◆ DO THIS ◆
Reproduce every line of the records below verbatim, leaving out the pictures.

◆ AVAILABLE DATA ◆
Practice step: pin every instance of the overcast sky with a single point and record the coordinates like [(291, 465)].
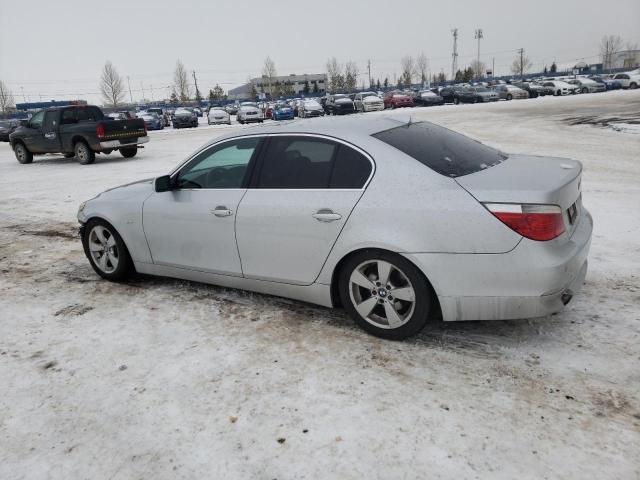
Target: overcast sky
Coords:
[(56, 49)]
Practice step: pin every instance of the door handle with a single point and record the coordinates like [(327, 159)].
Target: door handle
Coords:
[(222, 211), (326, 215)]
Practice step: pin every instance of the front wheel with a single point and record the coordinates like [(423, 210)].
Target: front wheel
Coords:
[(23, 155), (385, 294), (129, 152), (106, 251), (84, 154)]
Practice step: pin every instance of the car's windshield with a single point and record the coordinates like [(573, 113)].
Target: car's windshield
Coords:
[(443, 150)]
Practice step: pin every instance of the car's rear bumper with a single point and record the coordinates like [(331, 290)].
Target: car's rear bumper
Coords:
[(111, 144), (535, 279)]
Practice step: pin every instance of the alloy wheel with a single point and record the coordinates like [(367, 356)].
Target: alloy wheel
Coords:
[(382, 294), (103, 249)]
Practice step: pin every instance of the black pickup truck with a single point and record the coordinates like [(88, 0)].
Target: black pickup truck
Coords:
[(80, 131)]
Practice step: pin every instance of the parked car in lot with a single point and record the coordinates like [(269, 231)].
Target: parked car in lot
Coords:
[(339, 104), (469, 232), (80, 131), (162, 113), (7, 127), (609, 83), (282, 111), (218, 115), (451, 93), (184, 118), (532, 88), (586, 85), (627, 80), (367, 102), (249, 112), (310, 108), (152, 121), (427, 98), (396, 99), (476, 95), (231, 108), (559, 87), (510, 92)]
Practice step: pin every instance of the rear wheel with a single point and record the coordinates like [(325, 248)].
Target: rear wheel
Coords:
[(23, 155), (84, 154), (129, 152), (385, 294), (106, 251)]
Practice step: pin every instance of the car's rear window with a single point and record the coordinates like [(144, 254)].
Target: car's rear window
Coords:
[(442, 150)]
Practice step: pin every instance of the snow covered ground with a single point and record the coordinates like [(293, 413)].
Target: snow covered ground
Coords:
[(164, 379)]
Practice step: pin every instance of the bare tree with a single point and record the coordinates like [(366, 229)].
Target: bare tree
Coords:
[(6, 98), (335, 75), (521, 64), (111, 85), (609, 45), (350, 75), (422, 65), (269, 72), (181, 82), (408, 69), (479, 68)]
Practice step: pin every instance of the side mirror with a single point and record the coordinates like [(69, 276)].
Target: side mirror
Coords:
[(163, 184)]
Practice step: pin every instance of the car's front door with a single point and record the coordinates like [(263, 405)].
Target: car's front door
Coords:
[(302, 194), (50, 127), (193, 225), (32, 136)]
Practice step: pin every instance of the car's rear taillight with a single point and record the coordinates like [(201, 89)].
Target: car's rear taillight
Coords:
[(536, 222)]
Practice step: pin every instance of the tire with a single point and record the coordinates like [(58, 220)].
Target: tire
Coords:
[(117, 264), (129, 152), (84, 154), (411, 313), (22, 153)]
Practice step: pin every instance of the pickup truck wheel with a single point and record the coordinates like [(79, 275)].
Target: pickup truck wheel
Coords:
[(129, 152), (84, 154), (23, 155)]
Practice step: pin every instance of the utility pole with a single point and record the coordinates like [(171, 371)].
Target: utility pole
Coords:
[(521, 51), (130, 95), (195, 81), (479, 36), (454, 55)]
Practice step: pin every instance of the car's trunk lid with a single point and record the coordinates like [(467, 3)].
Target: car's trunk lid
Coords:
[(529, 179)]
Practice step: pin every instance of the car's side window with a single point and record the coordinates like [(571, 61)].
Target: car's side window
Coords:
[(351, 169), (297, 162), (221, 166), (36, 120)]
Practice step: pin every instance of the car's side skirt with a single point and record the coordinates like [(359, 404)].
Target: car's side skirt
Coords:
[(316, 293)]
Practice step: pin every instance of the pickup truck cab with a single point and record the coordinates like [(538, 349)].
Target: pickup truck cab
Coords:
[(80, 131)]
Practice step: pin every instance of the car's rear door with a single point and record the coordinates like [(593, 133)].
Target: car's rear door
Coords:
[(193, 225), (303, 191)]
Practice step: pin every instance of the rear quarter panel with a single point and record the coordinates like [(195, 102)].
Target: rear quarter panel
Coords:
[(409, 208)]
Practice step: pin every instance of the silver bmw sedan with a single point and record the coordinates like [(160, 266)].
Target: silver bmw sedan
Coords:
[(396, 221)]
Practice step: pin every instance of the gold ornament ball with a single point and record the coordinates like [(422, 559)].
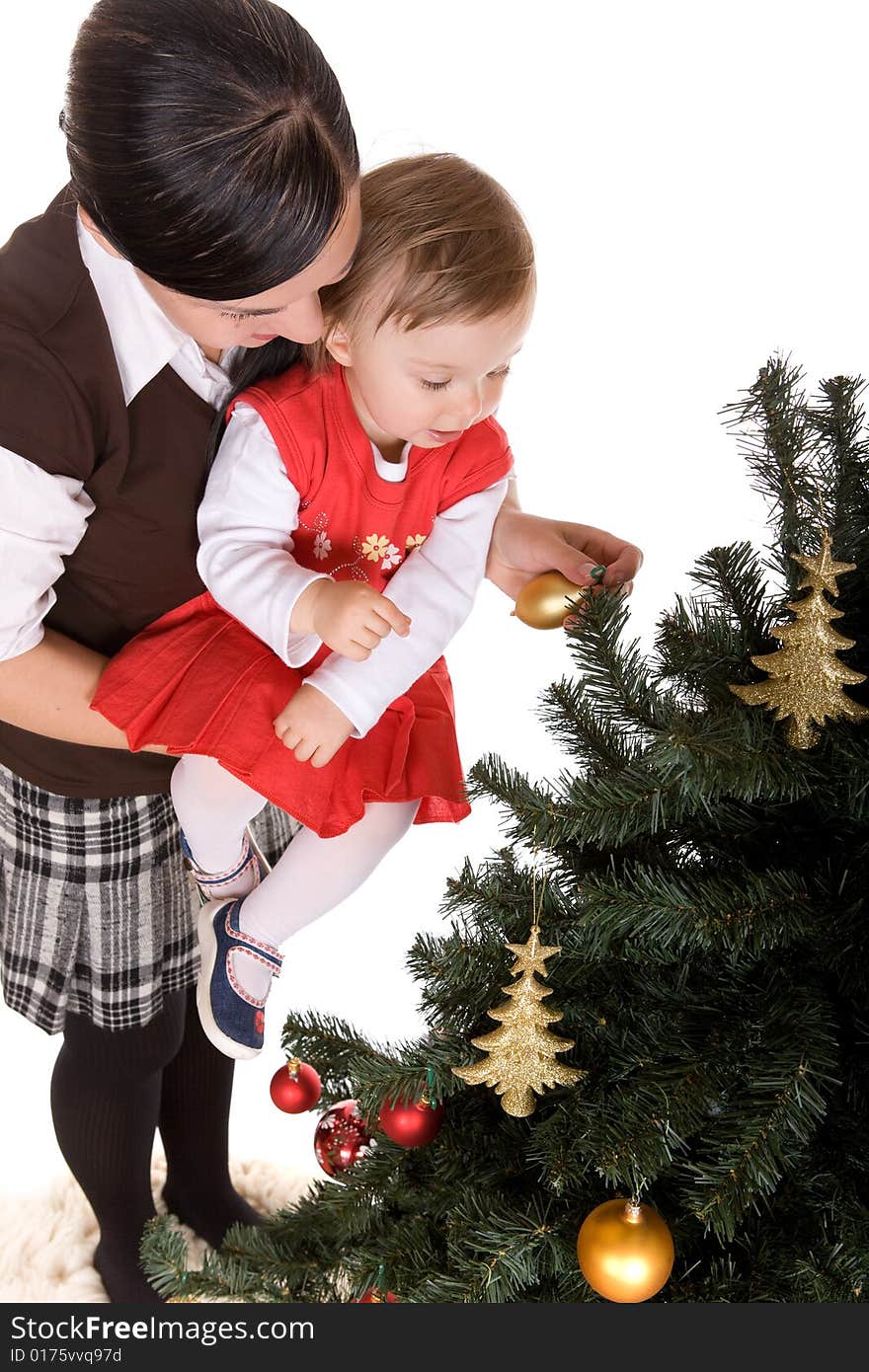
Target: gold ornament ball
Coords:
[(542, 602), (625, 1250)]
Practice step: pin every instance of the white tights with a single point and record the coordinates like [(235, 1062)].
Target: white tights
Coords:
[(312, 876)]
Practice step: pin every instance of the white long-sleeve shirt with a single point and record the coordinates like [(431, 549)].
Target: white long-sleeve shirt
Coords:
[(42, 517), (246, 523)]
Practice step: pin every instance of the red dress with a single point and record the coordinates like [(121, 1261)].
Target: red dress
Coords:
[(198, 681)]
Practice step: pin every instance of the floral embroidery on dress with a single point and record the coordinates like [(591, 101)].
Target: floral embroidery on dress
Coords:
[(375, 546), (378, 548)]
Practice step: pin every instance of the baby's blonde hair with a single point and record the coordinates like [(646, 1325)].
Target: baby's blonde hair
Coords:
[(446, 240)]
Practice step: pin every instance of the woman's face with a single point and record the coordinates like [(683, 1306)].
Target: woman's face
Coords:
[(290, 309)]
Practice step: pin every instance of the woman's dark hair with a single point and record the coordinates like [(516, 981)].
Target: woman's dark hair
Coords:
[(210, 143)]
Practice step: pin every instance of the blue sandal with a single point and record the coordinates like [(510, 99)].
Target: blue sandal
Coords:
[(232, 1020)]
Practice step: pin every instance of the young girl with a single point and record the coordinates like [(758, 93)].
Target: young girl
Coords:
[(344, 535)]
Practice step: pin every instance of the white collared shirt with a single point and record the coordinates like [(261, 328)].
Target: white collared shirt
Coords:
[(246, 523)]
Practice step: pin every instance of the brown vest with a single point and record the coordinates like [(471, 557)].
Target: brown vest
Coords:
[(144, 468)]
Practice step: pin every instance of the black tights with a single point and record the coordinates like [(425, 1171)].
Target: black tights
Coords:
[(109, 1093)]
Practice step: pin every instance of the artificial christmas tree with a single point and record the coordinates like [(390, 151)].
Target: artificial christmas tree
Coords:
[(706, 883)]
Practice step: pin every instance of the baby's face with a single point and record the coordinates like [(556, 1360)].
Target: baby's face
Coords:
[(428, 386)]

◆ WRITTEN ANSWER ◆
Practice step: pin every instance of the overcast sky with a single point and record the coordinates like [(291, 465)].
Target: overcast sky
Coords:
[(56, 49)]
Practice step: pin every instance of the door handle with a single point and record the coordinates like [(327, 159)].
Target: door handle
Coords:
[(222, 211), (326, 215)]
Practice step: pin every instance of the front wheel with a single point and record the coordinates like [(423, 210)].
Target: front wheel
Coords:
[(23, 155), (385, 294), (129, 152), (106, 251), (84, 154)]
Practice step: pin every instance of the car's windshield with a single point and record the coordinates like [(573, 113)].
Target: car's windshield
Coords:
[(443, 150)]
Practice step: pin every instance of the car's rear bumper with a single point and record the coordinates like [(331, 290)].
Target: car's rear bumper
Coords:
[(111, 144), (535, 279)]
Practice step: pin every instance of the alloy wheel with a single point and record the coordinates like [(367, 356)].
Target: alloy wheel
Coords:
[(382, 294), (103, 249)]
Practice step: pin every instance of the black pickup truck with a single point and record the coordinates like [(88, 0)].
Target: black pickup truck
Coords:
[(80, 131)]
Practice step: pin every instance of the parked car in lot with a single point and record the coordinates like [(269, 231)].
Target: parked car in lot
Coords:
[(339, 104), (469, 232), (80, 131), (162, 113), (7, 127), (609, 83), (282, 111), (218, 115), (451, 93), (184, 118), (532, 88), (586, 85), (627, 80), (367, 102), (249, 112), (310, 108), (152, 121), (427, 98), (396, 99), (476, 95), (231, 108), (559, 87), (510, 92)]
Practice step: pin every instance of the rear wheel with a single point and record the coordinates like [(325, 248)].
Target: rear wheel
Coords:
[(23, 155), (84, 154), (129, 152), (385, 294), (106, 251)]
Practice step: pin every instance of the car's rear window with a single point and record the coordinates like [(144, 254)].
Target: car's rear window
Coords:
[(442, 150)]
Practice step: pin every instance of the snow covered ground with a single point and record the coordinates like [(293, 413)].
Target: snow covered ground
Coords:
[(164, 379)]
Practice step: pin every instance of the bare tree with a single point and record the coordinates like [(366, 229)].
Target: bare tree
Coords:
[(6, 98), (335, 75), (521, 64), (111, 85), (609, 45), (350, 75), (422, 65), (269, 72), (181, 82), (408, 69), (479, 68)]
Practice step: pin every instance of the side mirror with a single point and record the coordinates like [(69, 276)].
Target: side mirror
Coords:
[(163, 184)]
Practice step: pin every instance of the car's front door with a single point and record the coordinates like [(263, 405)].
Target: car's front door
Coords:
[(302, 194), (50, 127), (193, 225), (32, 136)]
Practice step: pin every instance of the car's rear taillight with a single point and record the coordinates like [(201, 89)].
Target: car's rear taillight
Coords:
[(536, 222)]
Practice step: pin every instance of the tire with a single point and record the coordinates like [(58, 220)].
Target: tire
Coords:
[(117, 264), (129, 152), (84, 154), (411, 313), (22, 153)]
Practice step: pin every instance of the pickup truck wheel with a single point and record the coordinates like [(79, 275)].
Target: pickup truck wheel
Coords:
[(129, 152), (84, 154), (23, 155)]
Practice step: pin every instance of the utility pole with a single point and record the coordinates like [(171, 371)].
Target: utility pole
Coords:
[(521, 51), (130, 95), (195, 81), (479, 36), (454, 55)]
Practice step: pin every instance of the car's trunk lid with a single point and record the coordinates like [(467, 3)].
Target: car's trunk lid
Coords:
[(529, 179)]
Practice step: pin every instance of the car's side window with a single point and record the coordinates like [(571, 61)].
Target: car's side window
Coords:
[(351, 169), (297, 162), (221, 166), (36, 120)]
Practice step: pin every instance of the car's side skirt with a single point and record the coordinates like [(359, 404)].
Target: car's side skirt
Coords:
[(316, 293)]
Practice step: pin every instance of the pickup truck cab with a single point and record the coordinates like [(538, 349)].
Target: pickup truck cab
Coords:
[(80, 131)]
Practice step: pin every instance of the car's rear door with a single point and record the coordinates like [(593, 133)].
Target: car's rear door
Coords:
[(193, 225), (303, 191)]
Practice step: pin every instance of the rear quarter panel with a single point and record the coordinates like [(195, 102)].
Target: rear quarter panel
Coords:
[(409, 208)]
Practice step: pin every instance of the silver bmw sedan with a single point and record the coordinates like [(160, 266)].
Target: silver bmw sedan
Coords:
[(396, 221)]
Practice step: pin every instance of the gold ornament ball with a single point and record the coordinates like [(422, 559)].
Target: gold ornament ball
Coords:
[(542, 602), (625, 1250)]
Practice step: pin every instance of the white tights with a single point and record the coordinates like [(235, 1062)].
Target: white tights
Coords:
[(312, 876)]
Practice step: pin every instance of the white long-sleeve shirt with a single point and record the coordinates like [(431, 549)].
Target: white long-sleeve shirt
Coords:
[(42, 517), (246, 523)]
Practice step: pin every instance of the red dress with a single point and record the coordinates like [(121, 1261)].
Target: red dress
Coords:
[(198, 681)]
Practice step: pin every instance of the floral embroidery on dress with a single point and record the coordinates like [(591, 101)].
Target: floral embroidery on dress
Coords:
[(375, 546), (378, 548)]
Practice step: pin every instance of the baby's blonde hair with a single point and record the coordinates like [(646, 1325)].
Target: baby's blonde hair
Coords:
[(446, 240)]
Practice step: pin every instance of the woman's face with a single point and record the coordinates like [(683, 1306)].
Target: woman's face
Coords:
[(290, 309)]
Practice step: pin every instance of the woman's dark hair with a single point and record the coordinates like [(516, 981)].
Target: woman's dark hair
Coords:
[(210, 143)]
Practice step: pin every instance of the blue sandal with a single point and record the coordinates like [(510, 99)].
Target: blue sandal
Coords:
[(232, 1020)]
Practice step: pin every instance of the young girl with a single point and record the coordinates like [(758, 93)].
Target: young girl
Coords:
[(344, 535)]
Practice step: pin every instance of the white collared shirt with a single point and record the coordinates like [(261, 328)].
Target: white collared shirt
Coords:
[(246, 523)]
Practice step: pin every instance of the brown vest with a single point and record the coordinates like [(471, 557)].
Target: brown vest
Coords:
[(144, 468)]
Practice step: pin every instance of the black tights with a single point and record the coordinates like [(425, 1171)].
Target: black tights
Coords:
[(109, 1093)]
Practice step: pin every instance of the artificial christmas tree with a single point and record the coordinates like [(390, 151)].
Target: artificial christmas tree
Coords:
[(706, 883)]
Practice step: pin every instance of the baby's face with a single point and record the coordinates like [(556, 1360)].
Target: baby's face
Coords:
[(428, 386)]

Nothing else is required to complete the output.